# What is needed
Return the lines below without any change, starting with the line that contains "Segment each target" and stopping after the line that contains "positive clicks: (59, 300) (46, 267)".

** Given entries follows **

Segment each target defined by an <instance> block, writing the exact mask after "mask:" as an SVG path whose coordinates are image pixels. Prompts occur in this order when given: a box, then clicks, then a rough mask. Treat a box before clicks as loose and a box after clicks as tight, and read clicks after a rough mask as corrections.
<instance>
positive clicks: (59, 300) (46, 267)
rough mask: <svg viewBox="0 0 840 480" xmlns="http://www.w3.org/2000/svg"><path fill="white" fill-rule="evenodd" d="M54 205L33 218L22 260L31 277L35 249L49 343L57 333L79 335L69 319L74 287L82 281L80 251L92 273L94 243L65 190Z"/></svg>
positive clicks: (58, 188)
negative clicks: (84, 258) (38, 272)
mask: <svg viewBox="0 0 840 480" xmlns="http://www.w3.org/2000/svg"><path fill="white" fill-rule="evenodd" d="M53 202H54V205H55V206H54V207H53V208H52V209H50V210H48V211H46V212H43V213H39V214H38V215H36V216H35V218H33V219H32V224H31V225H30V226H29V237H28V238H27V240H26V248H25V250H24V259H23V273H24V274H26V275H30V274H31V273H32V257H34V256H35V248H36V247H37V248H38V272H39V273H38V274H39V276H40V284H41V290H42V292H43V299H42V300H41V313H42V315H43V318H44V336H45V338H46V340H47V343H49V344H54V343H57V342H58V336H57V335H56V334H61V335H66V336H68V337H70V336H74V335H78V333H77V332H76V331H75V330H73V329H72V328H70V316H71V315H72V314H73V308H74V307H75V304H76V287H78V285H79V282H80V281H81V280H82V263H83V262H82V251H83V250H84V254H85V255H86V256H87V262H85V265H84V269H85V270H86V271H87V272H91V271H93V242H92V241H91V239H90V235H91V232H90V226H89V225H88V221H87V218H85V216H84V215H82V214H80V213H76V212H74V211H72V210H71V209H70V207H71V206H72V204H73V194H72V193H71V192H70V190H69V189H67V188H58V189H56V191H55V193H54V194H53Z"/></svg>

** End of Given entries **
** Given entries follows **

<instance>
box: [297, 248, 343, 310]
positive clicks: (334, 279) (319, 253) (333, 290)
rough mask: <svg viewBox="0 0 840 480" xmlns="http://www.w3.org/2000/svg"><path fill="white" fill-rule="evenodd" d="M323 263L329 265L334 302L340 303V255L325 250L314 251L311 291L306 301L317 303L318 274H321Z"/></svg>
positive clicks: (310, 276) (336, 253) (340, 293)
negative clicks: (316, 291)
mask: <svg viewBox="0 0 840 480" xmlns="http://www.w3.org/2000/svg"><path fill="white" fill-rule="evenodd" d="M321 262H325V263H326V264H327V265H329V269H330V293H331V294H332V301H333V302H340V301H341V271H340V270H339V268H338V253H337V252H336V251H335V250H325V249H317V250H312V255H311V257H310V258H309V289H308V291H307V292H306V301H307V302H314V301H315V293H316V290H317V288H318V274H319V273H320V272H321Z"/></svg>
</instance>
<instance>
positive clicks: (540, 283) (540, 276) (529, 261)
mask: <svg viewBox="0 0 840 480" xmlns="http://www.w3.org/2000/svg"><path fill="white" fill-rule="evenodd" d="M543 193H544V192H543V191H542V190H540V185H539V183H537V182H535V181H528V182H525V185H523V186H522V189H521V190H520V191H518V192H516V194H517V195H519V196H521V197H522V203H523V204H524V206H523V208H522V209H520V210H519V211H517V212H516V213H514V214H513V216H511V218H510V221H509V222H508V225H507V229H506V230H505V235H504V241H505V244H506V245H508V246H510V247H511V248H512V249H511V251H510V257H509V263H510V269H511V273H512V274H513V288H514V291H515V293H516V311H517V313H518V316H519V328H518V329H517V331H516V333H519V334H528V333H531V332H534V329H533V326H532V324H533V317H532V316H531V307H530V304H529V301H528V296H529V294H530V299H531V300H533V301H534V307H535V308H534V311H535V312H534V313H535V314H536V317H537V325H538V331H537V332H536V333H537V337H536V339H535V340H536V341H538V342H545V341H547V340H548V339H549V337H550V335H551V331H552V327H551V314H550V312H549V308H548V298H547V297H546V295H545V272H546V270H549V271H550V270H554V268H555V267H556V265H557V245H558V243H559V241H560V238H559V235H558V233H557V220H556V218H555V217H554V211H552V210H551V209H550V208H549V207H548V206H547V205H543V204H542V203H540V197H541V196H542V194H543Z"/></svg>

** End of Given entries **
** Given entries follows **

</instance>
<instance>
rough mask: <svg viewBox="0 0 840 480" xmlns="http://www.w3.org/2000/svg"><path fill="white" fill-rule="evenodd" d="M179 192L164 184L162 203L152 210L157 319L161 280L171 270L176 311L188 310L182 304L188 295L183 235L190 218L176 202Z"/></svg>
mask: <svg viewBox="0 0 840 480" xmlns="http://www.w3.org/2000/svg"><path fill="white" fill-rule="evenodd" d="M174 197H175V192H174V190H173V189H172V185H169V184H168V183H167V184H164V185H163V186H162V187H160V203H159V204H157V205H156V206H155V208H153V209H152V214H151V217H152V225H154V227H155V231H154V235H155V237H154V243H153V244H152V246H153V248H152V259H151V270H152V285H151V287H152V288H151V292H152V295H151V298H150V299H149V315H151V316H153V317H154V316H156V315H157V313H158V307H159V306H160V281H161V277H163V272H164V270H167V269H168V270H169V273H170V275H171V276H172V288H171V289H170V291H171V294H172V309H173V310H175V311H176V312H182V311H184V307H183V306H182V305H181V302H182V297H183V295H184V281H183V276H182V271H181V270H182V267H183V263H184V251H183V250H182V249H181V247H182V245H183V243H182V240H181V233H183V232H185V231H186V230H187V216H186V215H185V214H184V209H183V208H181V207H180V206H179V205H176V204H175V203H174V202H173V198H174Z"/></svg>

** End of Given entries **

# Answer area
Segment each target defined by an <instance> block, writing the exact mask after "mask:" as an SVG path whose coordinates are image pixels. Prompts occur in this order when given: a box, then clicks, then a rough mask. Treat a box before clicks as loose and a box after clicks as tight, and read clicks after a rough mask as corrections.
<instance>
positive clicks: (59, 300) (46, 267)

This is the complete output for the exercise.